Reproduce the entries shown below only from the line with "Task: put a point on every instance of the nightstand" down to the line with "Task: put a point on every instance of the white pillow", keeping both end lines and copying each one exactly.

* _MATERIAL FOR THE TASK_:
━━━━━━━━━━

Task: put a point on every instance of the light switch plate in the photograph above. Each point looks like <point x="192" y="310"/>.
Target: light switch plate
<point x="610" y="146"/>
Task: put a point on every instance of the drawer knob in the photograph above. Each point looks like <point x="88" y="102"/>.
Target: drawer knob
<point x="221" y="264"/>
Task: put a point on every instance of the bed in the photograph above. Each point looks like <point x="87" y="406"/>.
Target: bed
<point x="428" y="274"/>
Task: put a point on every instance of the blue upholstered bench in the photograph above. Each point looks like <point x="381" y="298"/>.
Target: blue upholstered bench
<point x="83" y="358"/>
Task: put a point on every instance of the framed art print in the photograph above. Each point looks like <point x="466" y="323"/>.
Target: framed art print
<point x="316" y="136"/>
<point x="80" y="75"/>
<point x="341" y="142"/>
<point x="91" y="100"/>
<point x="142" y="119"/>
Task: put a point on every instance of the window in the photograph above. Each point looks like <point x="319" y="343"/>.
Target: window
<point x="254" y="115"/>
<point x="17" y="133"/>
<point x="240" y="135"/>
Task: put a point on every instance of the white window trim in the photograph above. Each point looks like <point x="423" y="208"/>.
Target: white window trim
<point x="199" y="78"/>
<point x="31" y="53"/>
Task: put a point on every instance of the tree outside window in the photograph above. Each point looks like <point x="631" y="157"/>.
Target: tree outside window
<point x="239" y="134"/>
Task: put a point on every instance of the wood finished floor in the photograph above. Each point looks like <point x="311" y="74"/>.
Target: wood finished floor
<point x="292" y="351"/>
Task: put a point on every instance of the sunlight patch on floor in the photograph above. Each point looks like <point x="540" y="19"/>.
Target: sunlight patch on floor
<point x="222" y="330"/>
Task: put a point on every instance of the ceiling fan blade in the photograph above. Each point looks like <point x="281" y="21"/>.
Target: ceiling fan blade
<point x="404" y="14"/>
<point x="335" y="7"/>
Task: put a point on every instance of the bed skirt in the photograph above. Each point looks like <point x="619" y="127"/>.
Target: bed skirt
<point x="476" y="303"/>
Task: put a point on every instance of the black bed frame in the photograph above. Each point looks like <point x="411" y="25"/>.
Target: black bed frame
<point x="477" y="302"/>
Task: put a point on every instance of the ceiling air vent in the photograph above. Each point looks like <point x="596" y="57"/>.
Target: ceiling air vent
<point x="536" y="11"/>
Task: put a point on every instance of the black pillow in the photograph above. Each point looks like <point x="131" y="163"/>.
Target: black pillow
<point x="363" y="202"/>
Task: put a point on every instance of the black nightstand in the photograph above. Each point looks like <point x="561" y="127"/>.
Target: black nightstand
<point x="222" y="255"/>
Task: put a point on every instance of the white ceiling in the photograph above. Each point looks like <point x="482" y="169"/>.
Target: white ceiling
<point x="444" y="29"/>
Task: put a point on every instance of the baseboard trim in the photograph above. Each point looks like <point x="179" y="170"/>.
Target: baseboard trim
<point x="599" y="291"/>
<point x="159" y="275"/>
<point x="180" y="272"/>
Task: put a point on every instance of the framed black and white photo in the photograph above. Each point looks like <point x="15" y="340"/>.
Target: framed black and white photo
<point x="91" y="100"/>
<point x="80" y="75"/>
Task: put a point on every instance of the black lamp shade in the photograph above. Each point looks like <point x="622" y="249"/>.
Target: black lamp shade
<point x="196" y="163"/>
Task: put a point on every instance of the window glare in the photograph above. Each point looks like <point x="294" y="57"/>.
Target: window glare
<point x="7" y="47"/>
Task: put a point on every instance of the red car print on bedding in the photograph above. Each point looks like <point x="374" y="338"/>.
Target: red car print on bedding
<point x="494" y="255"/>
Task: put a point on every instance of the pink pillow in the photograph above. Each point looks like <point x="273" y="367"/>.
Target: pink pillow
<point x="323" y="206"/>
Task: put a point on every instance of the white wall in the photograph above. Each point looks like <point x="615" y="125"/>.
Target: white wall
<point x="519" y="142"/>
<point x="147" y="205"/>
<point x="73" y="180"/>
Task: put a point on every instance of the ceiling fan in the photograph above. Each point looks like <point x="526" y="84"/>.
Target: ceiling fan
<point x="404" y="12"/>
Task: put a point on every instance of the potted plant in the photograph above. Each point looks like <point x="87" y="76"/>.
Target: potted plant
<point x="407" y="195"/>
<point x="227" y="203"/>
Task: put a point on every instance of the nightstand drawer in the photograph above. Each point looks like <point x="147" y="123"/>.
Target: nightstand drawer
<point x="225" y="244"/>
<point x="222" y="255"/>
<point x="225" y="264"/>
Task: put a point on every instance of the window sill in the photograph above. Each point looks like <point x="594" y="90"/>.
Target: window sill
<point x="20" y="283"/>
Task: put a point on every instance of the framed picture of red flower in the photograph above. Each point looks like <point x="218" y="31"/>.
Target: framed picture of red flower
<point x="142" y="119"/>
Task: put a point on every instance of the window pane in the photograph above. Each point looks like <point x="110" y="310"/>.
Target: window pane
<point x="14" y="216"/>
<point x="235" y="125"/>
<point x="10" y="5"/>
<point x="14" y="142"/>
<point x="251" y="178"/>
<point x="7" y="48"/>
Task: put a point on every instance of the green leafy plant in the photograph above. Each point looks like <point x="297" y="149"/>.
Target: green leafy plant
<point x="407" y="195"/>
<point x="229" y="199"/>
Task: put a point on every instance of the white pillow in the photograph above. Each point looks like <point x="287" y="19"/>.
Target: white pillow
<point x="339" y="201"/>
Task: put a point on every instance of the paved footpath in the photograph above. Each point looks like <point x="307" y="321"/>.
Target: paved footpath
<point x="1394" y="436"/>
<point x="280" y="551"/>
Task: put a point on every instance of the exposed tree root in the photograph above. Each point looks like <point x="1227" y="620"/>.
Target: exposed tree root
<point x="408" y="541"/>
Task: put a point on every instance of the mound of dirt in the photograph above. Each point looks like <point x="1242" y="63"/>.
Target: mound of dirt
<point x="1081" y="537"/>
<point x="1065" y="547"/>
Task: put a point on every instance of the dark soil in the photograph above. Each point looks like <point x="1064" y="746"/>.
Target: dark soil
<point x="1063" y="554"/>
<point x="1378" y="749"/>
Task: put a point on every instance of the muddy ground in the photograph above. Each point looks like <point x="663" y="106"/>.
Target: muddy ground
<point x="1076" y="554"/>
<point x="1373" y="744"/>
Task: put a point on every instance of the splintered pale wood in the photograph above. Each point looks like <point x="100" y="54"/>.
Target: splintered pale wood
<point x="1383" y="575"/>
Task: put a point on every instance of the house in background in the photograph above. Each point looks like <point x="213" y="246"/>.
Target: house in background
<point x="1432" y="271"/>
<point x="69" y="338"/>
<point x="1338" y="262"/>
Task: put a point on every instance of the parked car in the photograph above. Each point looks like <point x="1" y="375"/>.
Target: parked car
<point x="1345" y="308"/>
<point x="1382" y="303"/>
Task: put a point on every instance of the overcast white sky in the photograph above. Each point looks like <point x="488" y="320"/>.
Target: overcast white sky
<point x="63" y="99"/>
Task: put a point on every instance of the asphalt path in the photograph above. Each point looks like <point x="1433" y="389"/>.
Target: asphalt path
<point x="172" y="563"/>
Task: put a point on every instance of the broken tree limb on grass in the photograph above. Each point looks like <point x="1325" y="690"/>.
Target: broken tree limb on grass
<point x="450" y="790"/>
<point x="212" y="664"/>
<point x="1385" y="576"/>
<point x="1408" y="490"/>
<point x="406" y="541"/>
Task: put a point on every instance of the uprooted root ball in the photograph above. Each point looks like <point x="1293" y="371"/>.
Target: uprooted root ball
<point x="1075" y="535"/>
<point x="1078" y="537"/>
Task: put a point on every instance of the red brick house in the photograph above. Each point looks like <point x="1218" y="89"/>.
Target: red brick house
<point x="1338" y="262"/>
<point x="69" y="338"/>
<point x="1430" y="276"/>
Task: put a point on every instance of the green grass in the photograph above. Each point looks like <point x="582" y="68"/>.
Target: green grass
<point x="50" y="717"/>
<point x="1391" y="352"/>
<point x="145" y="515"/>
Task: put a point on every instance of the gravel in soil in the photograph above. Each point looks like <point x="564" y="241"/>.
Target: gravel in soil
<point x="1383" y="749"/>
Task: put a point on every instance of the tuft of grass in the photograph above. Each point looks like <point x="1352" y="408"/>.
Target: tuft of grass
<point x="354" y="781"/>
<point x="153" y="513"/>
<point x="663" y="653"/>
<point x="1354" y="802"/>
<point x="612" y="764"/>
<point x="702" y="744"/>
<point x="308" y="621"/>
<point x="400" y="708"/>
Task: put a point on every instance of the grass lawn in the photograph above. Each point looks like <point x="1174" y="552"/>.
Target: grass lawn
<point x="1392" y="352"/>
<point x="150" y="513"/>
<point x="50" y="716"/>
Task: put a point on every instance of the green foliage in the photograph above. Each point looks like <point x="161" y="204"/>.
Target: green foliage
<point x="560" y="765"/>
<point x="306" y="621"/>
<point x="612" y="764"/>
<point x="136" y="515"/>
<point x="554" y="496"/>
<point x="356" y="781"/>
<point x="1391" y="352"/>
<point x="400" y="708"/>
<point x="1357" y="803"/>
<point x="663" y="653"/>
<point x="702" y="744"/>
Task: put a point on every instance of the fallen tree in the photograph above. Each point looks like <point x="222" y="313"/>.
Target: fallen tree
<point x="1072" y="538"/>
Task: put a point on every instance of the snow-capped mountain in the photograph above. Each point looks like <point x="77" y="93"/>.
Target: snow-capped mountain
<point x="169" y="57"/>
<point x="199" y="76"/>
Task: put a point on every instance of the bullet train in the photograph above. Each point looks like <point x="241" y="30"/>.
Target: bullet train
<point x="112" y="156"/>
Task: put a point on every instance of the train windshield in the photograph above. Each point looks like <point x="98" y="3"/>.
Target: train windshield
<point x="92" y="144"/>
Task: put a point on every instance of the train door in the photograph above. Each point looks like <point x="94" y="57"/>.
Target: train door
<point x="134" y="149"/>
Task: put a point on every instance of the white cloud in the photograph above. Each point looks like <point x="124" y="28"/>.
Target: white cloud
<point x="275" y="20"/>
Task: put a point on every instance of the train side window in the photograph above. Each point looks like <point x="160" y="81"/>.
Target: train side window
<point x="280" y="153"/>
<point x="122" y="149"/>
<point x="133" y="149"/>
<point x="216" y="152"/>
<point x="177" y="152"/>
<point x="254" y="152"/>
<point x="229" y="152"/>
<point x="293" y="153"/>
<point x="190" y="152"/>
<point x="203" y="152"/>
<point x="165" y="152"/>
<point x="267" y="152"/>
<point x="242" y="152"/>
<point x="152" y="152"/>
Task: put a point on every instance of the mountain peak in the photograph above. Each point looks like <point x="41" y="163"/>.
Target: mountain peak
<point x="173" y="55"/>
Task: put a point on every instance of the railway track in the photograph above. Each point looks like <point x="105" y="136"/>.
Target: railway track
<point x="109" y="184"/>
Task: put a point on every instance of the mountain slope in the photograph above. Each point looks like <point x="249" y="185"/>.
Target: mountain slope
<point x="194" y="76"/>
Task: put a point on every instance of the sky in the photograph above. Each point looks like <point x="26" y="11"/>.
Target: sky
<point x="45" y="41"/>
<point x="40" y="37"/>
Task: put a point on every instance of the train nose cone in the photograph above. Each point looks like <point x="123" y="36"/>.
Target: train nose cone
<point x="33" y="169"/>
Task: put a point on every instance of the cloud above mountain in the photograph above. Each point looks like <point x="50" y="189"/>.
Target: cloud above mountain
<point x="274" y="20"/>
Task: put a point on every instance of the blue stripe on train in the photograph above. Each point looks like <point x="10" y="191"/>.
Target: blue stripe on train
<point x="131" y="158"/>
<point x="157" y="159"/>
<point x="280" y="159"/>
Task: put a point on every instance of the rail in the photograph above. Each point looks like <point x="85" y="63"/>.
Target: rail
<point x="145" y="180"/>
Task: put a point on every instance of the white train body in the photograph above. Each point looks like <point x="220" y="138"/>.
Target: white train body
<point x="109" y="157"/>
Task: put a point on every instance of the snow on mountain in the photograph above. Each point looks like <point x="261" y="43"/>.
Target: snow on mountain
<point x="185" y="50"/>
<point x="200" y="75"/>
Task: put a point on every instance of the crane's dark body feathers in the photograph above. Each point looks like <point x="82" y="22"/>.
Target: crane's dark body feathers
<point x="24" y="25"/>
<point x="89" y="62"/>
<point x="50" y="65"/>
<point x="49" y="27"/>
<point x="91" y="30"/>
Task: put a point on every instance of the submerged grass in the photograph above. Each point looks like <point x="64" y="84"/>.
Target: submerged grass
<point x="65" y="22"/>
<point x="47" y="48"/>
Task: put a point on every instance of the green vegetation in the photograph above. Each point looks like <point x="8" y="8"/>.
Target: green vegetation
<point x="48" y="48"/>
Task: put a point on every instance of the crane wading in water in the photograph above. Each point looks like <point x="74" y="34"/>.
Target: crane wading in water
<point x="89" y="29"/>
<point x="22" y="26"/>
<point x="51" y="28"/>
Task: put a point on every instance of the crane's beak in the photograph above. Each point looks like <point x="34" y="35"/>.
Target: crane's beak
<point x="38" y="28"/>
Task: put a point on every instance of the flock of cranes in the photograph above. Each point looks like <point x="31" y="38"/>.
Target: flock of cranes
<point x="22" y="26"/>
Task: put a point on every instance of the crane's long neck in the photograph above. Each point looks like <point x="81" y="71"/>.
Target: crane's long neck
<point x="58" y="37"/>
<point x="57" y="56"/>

━━━━━━━━━━

* _FINAL ANSWER_:
Task: put a point on every instance of the nightstand drawer in the photograph above. Each point looks like <point x="147" y="123"/>.
Target: nightstand drawer
<point x="225" y="244"/>
<point x="222" y="255"/>
<point x="225" y="264"/>
Task: put a point on every instance of the window sill in the photograph above. Each point looks like <point x="594" y="90"/>.
Target: window sill
<point x="20" y="283"/>
Task: put a point on every instance of the framed picture of red flower in the photograph above. Each point looks like <point x="218" y="31"/>.
Target: framed picture of red flower
<point x="142" y="119"/>
Task: put a point on every instance of the window pane in the photograph above. Each point looks like <point x="110" y="310"/>.
Target: window pane
<point x="14" y="216"/>
<point x="235" y="125"/>
<point x="10" y="5"/>
<point x="14" y="142"/>
<point x="251" y="178"/>
<point x="7" y="48"/>
Task: put a point on every instance of the green leafy plant in the photograph above. Each point looks like <point x="297" y="149"/>.
Target: green leafy plant
<point x="407" y="195"/>
<point x="229" y="199"/>
Task: put a point on every instance of the white pillow in the photograph above. Each point looks like <point x="287" y="19"/>.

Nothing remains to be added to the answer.